(Data entries):
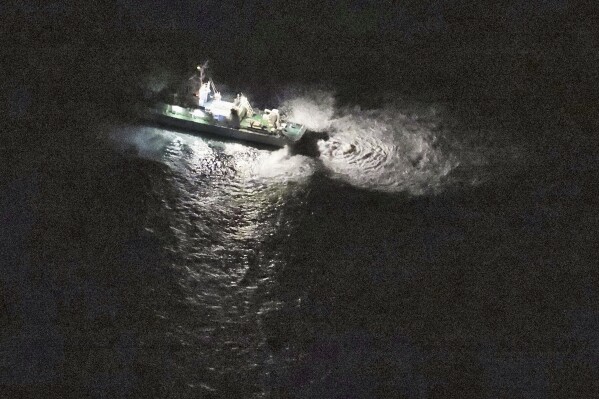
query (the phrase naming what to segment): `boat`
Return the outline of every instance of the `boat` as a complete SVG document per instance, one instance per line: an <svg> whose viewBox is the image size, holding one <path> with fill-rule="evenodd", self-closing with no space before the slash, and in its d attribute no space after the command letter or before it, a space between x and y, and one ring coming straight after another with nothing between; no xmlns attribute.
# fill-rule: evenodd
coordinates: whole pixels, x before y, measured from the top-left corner
<svg viewBox="0 0 599 399"><path fill-rule="evenodd" d="M306 134L306 126L286 120L277 109L255 111L243 93L226 101L213 80L205 78L205 68L206 64L198 66L199 89L192 90L192 97L178 104L155 104L149 110L151 119L192 132L273 147L294 145Z"/></svg>
<svg viewBox="0 0 599 399"><path fill-rule="evenodd" d="M208 133L234 140L248 141L273 147L298 143L306 127L293 122L271 122L273 110L253 113L235 120L236 110L220 101L205 108L189 108L158 103L150 109L156 122L198 133ZM219 108L217 111L216 108ZM276 111L276 110L275 110ZM228 113L229 115L223 115Z"/></svg>

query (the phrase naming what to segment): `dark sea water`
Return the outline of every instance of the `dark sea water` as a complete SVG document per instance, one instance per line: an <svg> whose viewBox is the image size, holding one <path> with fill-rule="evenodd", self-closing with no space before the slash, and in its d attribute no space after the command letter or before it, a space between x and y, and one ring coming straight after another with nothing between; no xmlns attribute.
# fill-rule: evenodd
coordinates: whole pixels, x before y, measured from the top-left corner
<svg viewBox="0 0 599 399"><path fill-rule="evenodd" d="M308 93L283 107L330 132L315 157L15 117L0 396L596 397L590 142Z"/></svg>

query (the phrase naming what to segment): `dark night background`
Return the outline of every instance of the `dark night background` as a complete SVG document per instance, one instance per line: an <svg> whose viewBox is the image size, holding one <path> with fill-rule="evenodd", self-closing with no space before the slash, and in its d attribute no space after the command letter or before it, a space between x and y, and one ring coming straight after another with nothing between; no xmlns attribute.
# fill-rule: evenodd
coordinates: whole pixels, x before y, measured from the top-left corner
<svg viewBox="0 0 599 399"><path fill-rule="evenodd" d="M599 397L597 8L2 2L0 397ZM346 118L434 105L439 148L487 162L424 194L319 169L264 200L275 234L189 261L208 244L181 243L229 248L245 223L206 205L190 216L204 227L173 230L195 190L228 204L206 187L235 181L234 159L196 181L102 132L206 59L259 105L290 90L334 93ZM218 290L185 277L194 262L247 263L239 285L258 288L196 306ZM214 322L225 305L247 319Z"/></svg>
<svg viewBox="0 0 599 399"><path fill-rule="evenodd" d="M204 59L230 85L321 83L354 101L391 92L493 110L517 102L509 112L523 119L527 107L581 118L597 96L592 2L16 4L2 7L4 79L34 97L120 102L153 68L185 74Z"/></svg>

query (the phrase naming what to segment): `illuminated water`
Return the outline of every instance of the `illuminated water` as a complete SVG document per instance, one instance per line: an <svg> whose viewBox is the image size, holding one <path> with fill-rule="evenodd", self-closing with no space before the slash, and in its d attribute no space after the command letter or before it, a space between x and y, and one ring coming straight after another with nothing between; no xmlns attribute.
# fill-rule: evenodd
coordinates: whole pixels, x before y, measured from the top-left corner
<svg viewBox="0 0 599 399"><path fill-rule="evenodd" d="M591 172L440 104L314 101L319 157L110 122L9 180L6 392L585 396Z"/></svg>

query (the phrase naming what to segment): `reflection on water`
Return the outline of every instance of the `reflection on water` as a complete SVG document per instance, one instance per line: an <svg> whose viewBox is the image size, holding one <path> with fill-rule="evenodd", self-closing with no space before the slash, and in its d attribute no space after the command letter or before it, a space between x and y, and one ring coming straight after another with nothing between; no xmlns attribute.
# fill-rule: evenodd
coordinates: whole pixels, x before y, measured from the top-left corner
<svg viewBox="0 0 599 399"><path fill-rule="evenodd" d="M259 386L271 354L260 322L269 305L257 293L273 284L277 252L283 250L267 251L265 243L286 223L282 208L300 195L315 161L287 149L153 127L120 128L112 137L121 149L133 146L139 156L168 166L168 190L160 195L175 241L165 250L179 275L188 317L201 319L199 328L187 317L173 320L183 322L173 334L190 348L180 372L200 392L220 390L223 381L240 374L254 381L233 392ZM198 358L210 365L207 373L194 371Z"/></svg>
<svg viewBox="0 0 599 399"><path fill-rule="evenodd" d="M576 381L584 394L573 370L597 373L581 349L597 347L590 299L577 294L590 269L580 261L572 274L567 248L589 243L555 230L570 220L563 199L532 195L530 182L477 186L494 149L453 141L430 109L327 115L317 158L115 130L129 157L164 166L151 174L160 204L146 227L177 283L154 310L180 345L163 361L177 381L167 391L547 397ZM522 162L514 154L500 170ZM562 211L534 212L539 201Z"/></svg>

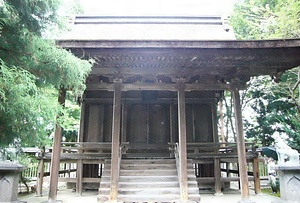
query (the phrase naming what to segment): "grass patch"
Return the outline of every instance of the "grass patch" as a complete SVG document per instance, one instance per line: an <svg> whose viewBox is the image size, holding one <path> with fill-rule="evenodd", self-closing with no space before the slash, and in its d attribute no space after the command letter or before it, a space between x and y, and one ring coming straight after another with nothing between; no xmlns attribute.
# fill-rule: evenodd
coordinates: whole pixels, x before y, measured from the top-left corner
<svg viewBox="0 0 300 203"><path fill-rule="evenodd" d="M262 193L275 196L275 197L280 197L280 192L278 191L277 193L273 193L271 188L265 188L261 190Z"/></svg>

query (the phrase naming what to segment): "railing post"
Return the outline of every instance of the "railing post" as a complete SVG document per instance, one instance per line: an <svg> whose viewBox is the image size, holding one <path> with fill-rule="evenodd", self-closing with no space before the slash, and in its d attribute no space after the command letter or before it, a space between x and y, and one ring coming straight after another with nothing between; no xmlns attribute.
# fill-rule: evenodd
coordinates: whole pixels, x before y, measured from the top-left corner
<svg viewBox="0 0 300 203"><path fill-rule="evenodd" d="M44 154L45 154L45 148L43 147L41 151L41 157L40 157L41 159L39 161L38 172L37 172L37 187L36 187L37 196L43 195L43 182L44 182L44 172L45 172Z"/></svg>
<svg viewBox="0 0 300 203"><path fill-rule="evenodd" d="M186 148L186 115L184 80L179 79L178 85L178 129L179 129L179 184L180 200L188 200L187 184L187 148Z"/></svg>
<svg viewBox="0 0 300 203"><path fill-rule="evenodd" d="M121 80L115 81L113 122L112 122L112 148L111 148L111 177L110 177L110 201L117 201L119 181L119 149L121 128Z"/></svg>

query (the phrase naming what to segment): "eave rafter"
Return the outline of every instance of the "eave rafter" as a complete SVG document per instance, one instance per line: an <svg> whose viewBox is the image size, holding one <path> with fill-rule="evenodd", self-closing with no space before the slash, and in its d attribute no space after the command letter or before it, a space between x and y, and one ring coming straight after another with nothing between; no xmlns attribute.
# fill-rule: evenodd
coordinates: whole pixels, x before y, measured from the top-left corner
<svg viewBox="0 0 300 203"><path fill-rule="evenodd" d="M278 77L300 64L300 40L138 41L62 40L77 56L94 58L88 89L174 90L185 78L188 89L228 89L232 80L245 84L252 76ZM242 85L243 86L243 85Z"/></svg>

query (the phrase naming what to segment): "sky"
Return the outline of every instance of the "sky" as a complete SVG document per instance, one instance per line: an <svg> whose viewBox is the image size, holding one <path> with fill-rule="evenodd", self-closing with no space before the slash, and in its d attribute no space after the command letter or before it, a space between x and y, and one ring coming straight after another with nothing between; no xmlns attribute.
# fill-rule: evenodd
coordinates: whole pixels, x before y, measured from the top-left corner
<svg viewBox="0 0 300 203"><path fill-rule="evenodd" d="M87 15L230 15L236 0L80 0Z"/></svg>

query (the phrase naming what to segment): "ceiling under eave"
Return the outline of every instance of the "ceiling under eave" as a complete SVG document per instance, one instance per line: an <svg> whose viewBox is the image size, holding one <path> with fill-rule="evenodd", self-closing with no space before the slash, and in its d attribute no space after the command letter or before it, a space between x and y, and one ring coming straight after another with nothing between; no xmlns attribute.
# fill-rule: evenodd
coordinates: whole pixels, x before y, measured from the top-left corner
<svg viewBox="0 0 300 203"><path fill-rule="evenodd" d="M251 76L278 76L300 65L300 40L137 41L60 40L75 55L94 58L87 83L246 82Z"/></svg>

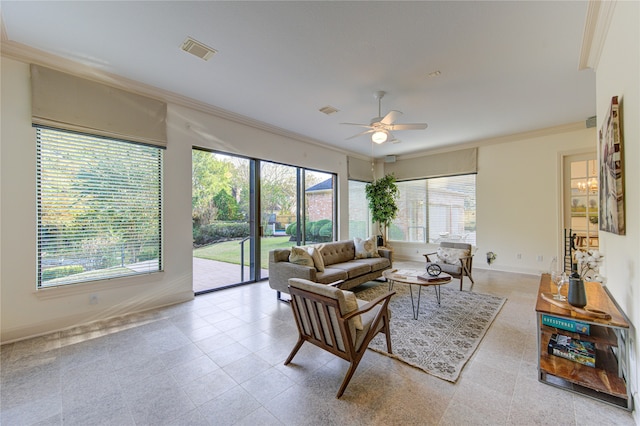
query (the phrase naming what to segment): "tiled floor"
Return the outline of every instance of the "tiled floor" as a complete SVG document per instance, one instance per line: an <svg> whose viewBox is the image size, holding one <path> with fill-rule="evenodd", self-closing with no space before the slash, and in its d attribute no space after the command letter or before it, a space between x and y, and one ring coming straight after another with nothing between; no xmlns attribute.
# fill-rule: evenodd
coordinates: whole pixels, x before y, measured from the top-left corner
<svg viewBox="0 0 640 426"><path fill-rule="evenodd" d="M477 270L475 278L474 291L508 301L457 384L368 351L337 400L347 363L305 345L284 366L296 330L290 307L263 282L2 346L0 421L634 424L622 409L537 381L537 277Z"/></svg>

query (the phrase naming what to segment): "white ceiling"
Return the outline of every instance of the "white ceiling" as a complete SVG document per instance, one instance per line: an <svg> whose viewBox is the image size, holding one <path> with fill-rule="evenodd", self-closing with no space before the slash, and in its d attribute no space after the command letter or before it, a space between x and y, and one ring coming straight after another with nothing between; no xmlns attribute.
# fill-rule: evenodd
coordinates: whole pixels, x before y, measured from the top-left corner
<svg viewBox="0 0 640 426"><path fill-rule="evenodd" d="M2 1L6 36L340 149L371 155L378 114L398 144L376 157L584 121L586 1ZM187 36L218 53L180 49ZM438 77L428 77L440 71ZM339 112L318 111L333 106ZM256 141L258 142L258 141Z"/></svg>

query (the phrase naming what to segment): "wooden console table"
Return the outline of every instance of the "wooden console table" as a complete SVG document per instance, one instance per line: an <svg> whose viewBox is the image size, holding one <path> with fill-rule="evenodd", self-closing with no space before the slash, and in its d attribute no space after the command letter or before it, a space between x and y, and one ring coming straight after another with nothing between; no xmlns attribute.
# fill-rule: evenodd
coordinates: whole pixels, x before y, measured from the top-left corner
<svg viewBox="0 0 640 426"><path fill-rule="evenodd" d="M536 303L538 380L632 410L633 398L626 381L629 374L629 321L600 283L585 282L585 289L585 309L606 312L611 318L599 318L588 315L588 312L579 313L545 300L542 294L554 293L556 288L549 274L542 274ZM578 334L545 325L543 315L588 324L590 334ZM596 349L595 367L548 354L547 345L554 333L592 342Z"/></svg>

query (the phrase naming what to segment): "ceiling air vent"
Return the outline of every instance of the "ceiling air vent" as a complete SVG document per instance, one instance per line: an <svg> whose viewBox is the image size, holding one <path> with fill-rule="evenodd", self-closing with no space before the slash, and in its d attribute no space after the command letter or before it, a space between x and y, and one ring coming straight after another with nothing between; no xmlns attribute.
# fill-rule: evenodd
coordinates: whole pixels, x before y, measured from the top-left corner
<svg viewBox="0 0 640 426"><path fill-rule="evenodd" d="M212 49L206 44L202 44L191 37L187 37L184 43L182 43L181 48L185 52L189 52L200 59L204 59L205 61L211 59L211 57L218 52L217 50Z"/></svg>
<svg viewBox="0 0 640 426"><path fill-rule="evenodd" d="M322 113L325 113L327 115L331 115L334 112L338 112L338 109L327 105L327 106L324 106L324 107L320 108L318 111L320 111Z"/></svg>

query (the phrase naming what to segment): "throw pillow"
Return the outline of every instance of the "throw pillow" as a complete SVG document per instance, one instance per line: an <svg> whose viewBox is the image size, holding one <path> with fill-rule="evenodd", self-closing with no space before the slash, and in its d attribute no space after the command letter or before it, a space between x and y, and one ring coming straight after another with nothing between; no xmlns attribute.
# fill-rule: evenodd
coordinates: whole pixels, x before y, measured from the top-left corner
<svg viewBox="0 0 640 426"><path fill-rule="evenodd" d="M307 251L311 255L313 259L313 264L316 267L318 272L324 272L324 259L322 259L322 254L320 253L320 247L307 247Z"/></svg>
<svg viewBox="0 0 640 426"><path fill-rule="evenodd" d="M344 294L344 300L346 302L347 308L346 312L343 312L342 314L345 315L357 310L358 299L356 299L355 293L352 291L342 290L342 294ZM356 326L356 330L362 330L364 328L362 326L362 318L360 317L360 315L356 315L355 317L351 318L351 321L353 321L353 325Z"/></svg>
<svg viewBox="0 0 640 426"><path fill-rule="evenodd" d="M378 254L378 241L375 236L366 240L362 238L354 238L353 244L356 248L356 259L367 259L370 257L380 257Z"/></svg>
<svg viewBox="0 0 640 426"><path fill-rule="evenodd" d="M312 268L315 266L313 258L304 247L291 247L289 262L295 263L296 265L311 266Z"/></svg>
<svg viewBox="0 0 640 426"><path fill-rule="evenodd" d="M439 261L442 263L457 265L460 262L461 257L469 256L469 250L439 247L436 256L438 256Z"/></svg>

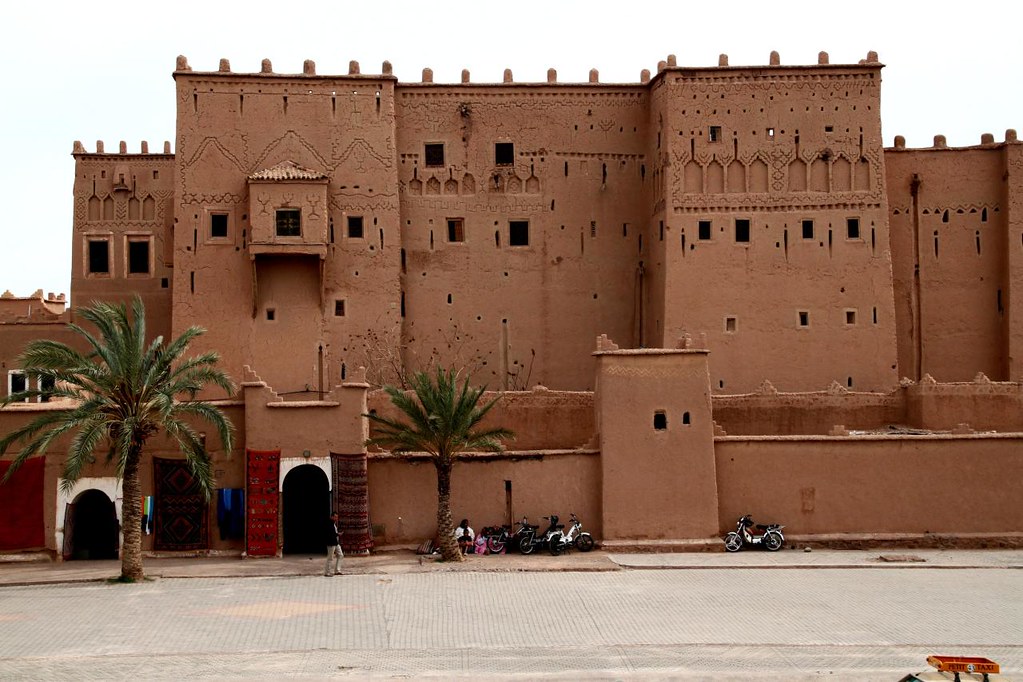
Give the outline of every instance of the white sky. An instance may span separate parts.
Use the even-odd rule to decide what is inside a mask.
[[[884,142],[978,144],[981,133],[1023,133],[1023,3],[1019,0],[909,2],[82,2],[27,0],[0,13],[0,291],[68,292],[74,161],[81,140],[138,152],[174,138],[179,54],[196,71],[221,57],[239,72],[268,57],[278,73],[345,74],[349,60],[380,73],[389,60],[400,81],[431,67],[436,82],[637,82],[642,69],[676,54],[680,66],[856,63],[879,53]]]

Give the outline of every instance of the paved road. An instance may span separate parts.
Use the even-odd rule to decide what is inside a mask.
[[[1023,571],[433,572],[0,587],[0,679],[1023,672]],[[1014,675],[1013,675],[1014,673]]]

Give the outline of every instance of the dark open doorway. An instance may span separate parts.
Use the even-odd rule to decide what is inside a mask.
[[[68,511],[71,523],[69,559],[116,559],[118,523],[114,503],[100,490],[86,490]]]
[[[295,467],[284,477],[284,553],[320,554],[326,545],[324,525],[330,517],[327,475],[312,464]]]

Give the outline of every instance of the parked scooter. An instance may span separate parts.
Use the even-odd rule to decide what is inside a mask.
[[[523,554],[532,554],[538,547],[550,547],[551,537],[558,531],[565,528],[565,524],[558,523],[558,517],[555,514],[545,516],[544,518],[550,521],[550,525],[543,533],[537,533],[539,526],[533,526],[531,524],[526,525],[522,537],[519,540],[519,551]],[[525,519],[523,519],[523,521],[525,521]]]
[[[558,556],[566,549],[575,547],[580,552],[589,552],[593,549],[593,536],[583,530],[582,521],[572,514],[572,526],[566,533],[563,530],[555,531],[547,544],[551,550],[551,554]]]
[[[781,529],[785,526],[777,523],[769,523],[766,526],[755,524],[761,535],[750,533],[749,529],[754,526],[753,518],[746,514],[735,524],[735,530],[725,536],[725,549],[729,552],[738,552],[743,547],[763,547],[768,552],[777,552],[785,544],[785,536]]]

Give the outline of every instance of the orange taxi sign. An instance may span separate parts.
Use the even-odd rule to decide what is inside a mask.
[[[949,673],[998,673],[998,664],[979,656],[928,656],[931,667]]]

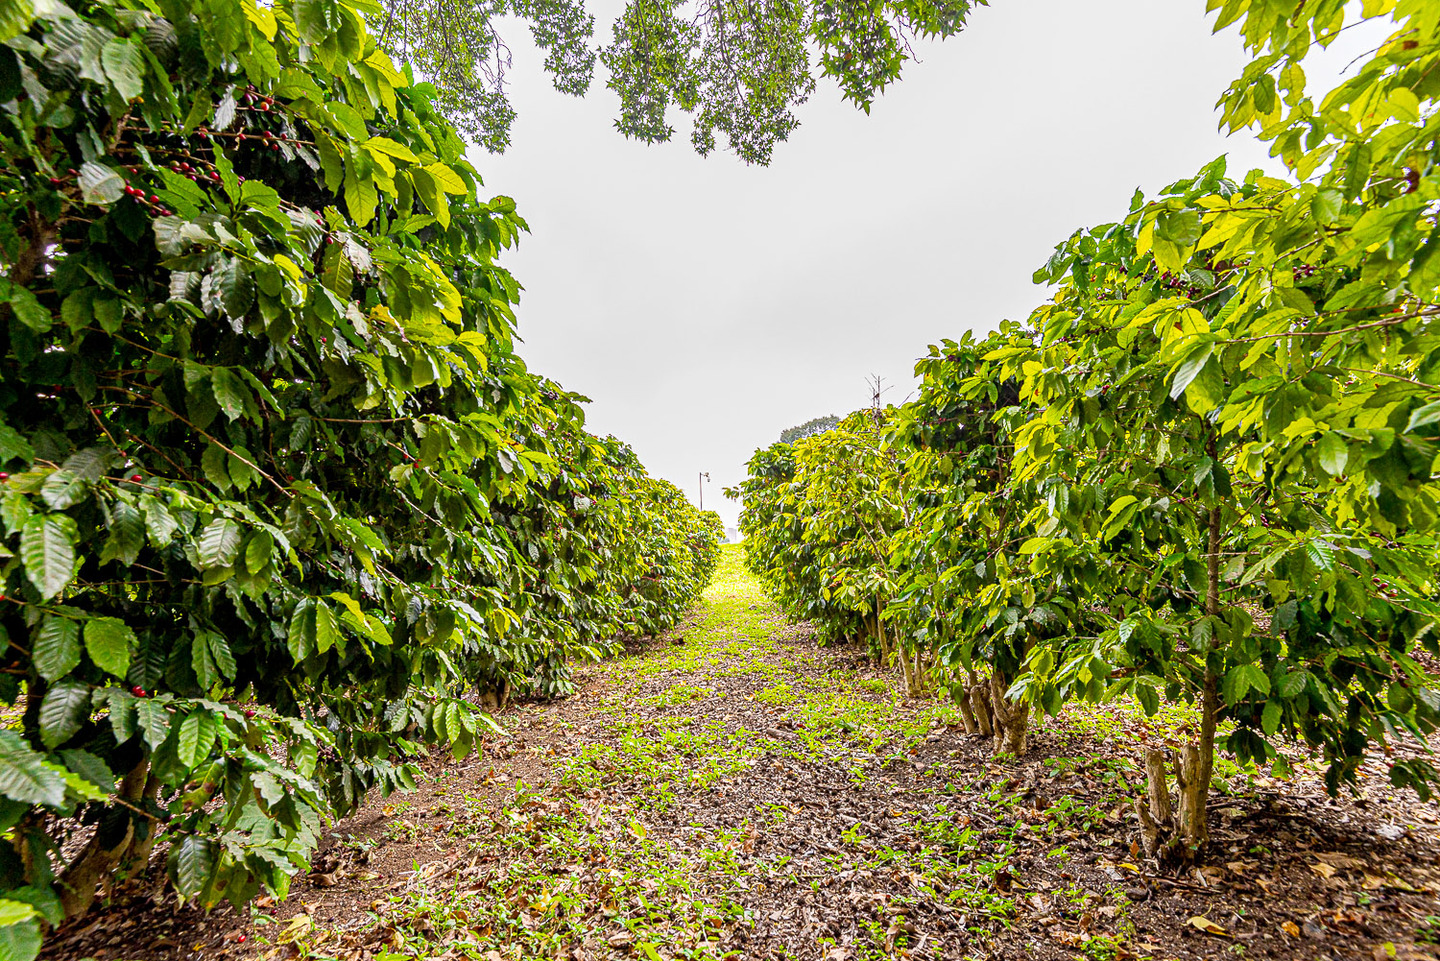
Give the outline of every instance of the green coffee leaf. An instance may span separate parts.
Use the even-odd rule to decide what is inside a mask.
[[[1270,678],[1254,664],[1237,664],[1225,672],[1221,687],[1225,703],[1239,704],[1251,689],[1259,694],[1269,694]]]
[[[324,654],[332,647],[344,648],[345,638],[340,633],[340,622],[335,611],[324,601],[315,602],[315,649]]]
[[[158,751],[170,733],[170,712],[159,701],[140,698],[135,703],[135,714],[145,743],[150,745],[151,750]]]
[[[20,323],[31,330],[49,330],[55,322],[50,311],[45,309],[33,293],[8,277],[0,277],[0,304],[9,304]],[[16,436],[18,437],[18,435]],[[24,444],[23,439],[20,443]],[[18,454],[12,453],[11,456],[18,456]]]
[[[145,518],[129,501],[116,501],[110,507],[110,536],[100,552],[100,561],[118,560],[125,566],[134,564],[145,546]]]
[[[80,165],[80,196],[87,204],[113,204],[125,195],[125,181],[104,164]]]
[[[182,837],[170,849],[170,875],[182,898],[193,898],[204,890],[215,871],[215,842],[194,836]]]
[[[20,912],[30,912],[25,917]],[[34,961],[40,954],[40,919],[35,908],[19,901],[0,900],[0,961]]]
[[[75,575],[75,522],[63,514],[36,514],[20,532],[25,575],[43,600],[59,594]]]
[[[110,765],[89,751],[71,749],[60,752],[60,760],[75,774],[99,787],[106,794],[115,793],[115,772]]]
[[[15,731],[0,728],[0,794],[26,804],[59,807],[65,779],[46,766],[45,756]]]
[[[135,632],[117,617],[97,617],[85,623],[85,650],[96,666],[124,679],[130,670]]]
[[[245,408],[255,403],[245,382],[228,367],[216,367],[210,372],[210,387],[215,392],[215,402],[230,420],[244,417]],[[218,448],[212,444],[206,453],[215,449]]]
[[[230,652],[230,644],[219,634],[208,635],[210,641],[210,657],[215,662],[216,669],[220,672],[221,679],[227,681],[235,680],[235,655]]]
[[[45,484],[40,488],[40,498],[51,510],[63,511],[80,503],[89,490],[88,480],[62,468],[45,478]]]
[[[47,681],[69,674],[80,663],[80,625],[68,617],[46,614],[35,632],[30,656]]]
[[[215,286],[220,294],[220,306],[233,320],[243,319],[255,303],[255,282],[250,277],[250,268],[238,257],[228,258],[215,268]],[[218,395],[216,399],[219,400]],[[221,401],[222,406],[223,403]]]
[[[121,100],[134,100],[144,92],[145,61],[135,44],[118,37],[111,40],[100,51],[100,62],[105,66],[106,79]]]
[[[1284,713],[1284,707],[1279,701],[1266,701],[1265,709],[1260,714],[1260,730],[1269,737],[1280,729],[1280,716]]]
[[[1309,675],[1304,671],[1291,671],[1280,676],[1276,682],[1276,693],[1281,697],[1296,697],[1305,690],[1305,682]]]
[[[1345,473],[1345,462],[1350,456],[1350,449],[1345,443],[1345,438],[1332,431],[1321,437],[1316,447],[1322,470],[1332,477],[1339,477]]]
[[[220,672],[215,666],[215,655],[210,650],[208,634],[196,634],[190,640],[190,667],[200,686],[209,690],[220,683]]]
[[[205,568],[229,567],[240,552],[244,531],[240,525],[222,517],[205,525],[200,532],[200,564]]]
[[[56,747],[74,737],[90,717],[90,685],[60,681],[40,702],[40,740]]]
[[[180,722],[177,739],[180,763],[186,767],[197,767],[210,755],[220,726],[209,711],[195,711]]]

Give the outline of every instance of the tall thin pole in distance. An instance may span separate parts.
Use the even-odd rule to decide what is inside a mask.
[[[705,482],[709,479],[709,472],[702,470],[700,472],[700,509],[702,511],[705,509]]]

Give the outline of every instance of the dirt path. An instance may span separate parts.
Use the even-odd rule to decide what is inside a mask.
[[[1440,958],[1433,803],[1221,764],[1218,863],[1147,877],[1133,751],[1183,712],[1067,710],[998,763],[949,704],[902,701],[787,625],[733,548],[683,629],[581,680],[337,825],[287,901],[201,918],[131,900],[50,953]]]

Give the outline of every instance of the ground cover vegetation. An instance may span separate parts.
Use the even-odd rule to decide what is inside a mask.
[[[932,347],[917,400],[846,421],[874,429],[833,468],[822,438],[776,445],[735,491],[788,612],[909,659],[1001,752],[1035,711],[1193,705],[1136,806],[1165,864],[1204,856],[1217,751],[1283,772],[1301,745],[1331,791],[1380,752],[1425,798],[1434,764],[1391,755],[1440,722],[1440,6],[1209,6],[1254,55],[1222,122],[1293,177],[1221,159],[1137,193],[1057,248],[1025,323]],[[1357,16],[1393,32],[1311,94],[1306,53]]]
[[[343,0],[0,13],[0,957],[163,860],[283,896],[720,520],[525,367],[524,221]]]

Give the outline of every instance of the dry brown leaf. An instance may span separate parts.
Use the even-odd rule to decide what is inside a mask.
[[[1198,914],[1190,919],[1190,926],[1197,931],[1204,931],[1206,934],[1213,934],[1219,938],[1230,937],[1229,931],[1226,931],[1209,918],[1201,917]]]
[[[1335,866],[1326,864],[1324,861],[1312,861],[1307,867],[1322,878],[1333,878],[1335,876]]]
[[[1286,921],[1284,924],[1280,925],[1280,930],[1284,931],[1292,938],[1300,937],[1300,925],[1296,924],[1294,921]]]
[[[1350,855],[1341,854],[1338,851],[1322,851],[1316,854],[1315,858],[1337,868],[1358,868],[1365,864],[1359,858],[1352,858]]]

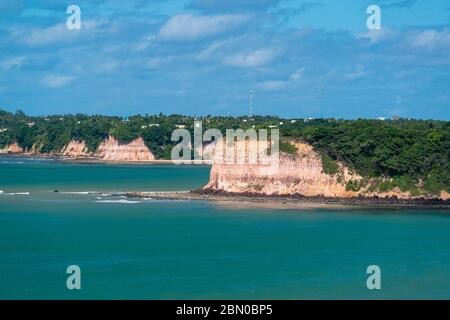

(YOUR GOAL):
For the string "table", search the preceding data and copy every line that includes it.

(RESULT OF THE TASK):
query (the phrase naming what to segment): "wooden console table"
Return the outline of every instance of the "wooden console table" as a complete SVG document per instance, one instance per line: an <svg> whose viewBox is the image size, holding one <path> with fill-rule="evenodd", self-closing with no space before the slash, and in its d attribute no space after the command letter or before it, a space between x and y, and one ring coming straight after another with nothing between; no xmlns attribute.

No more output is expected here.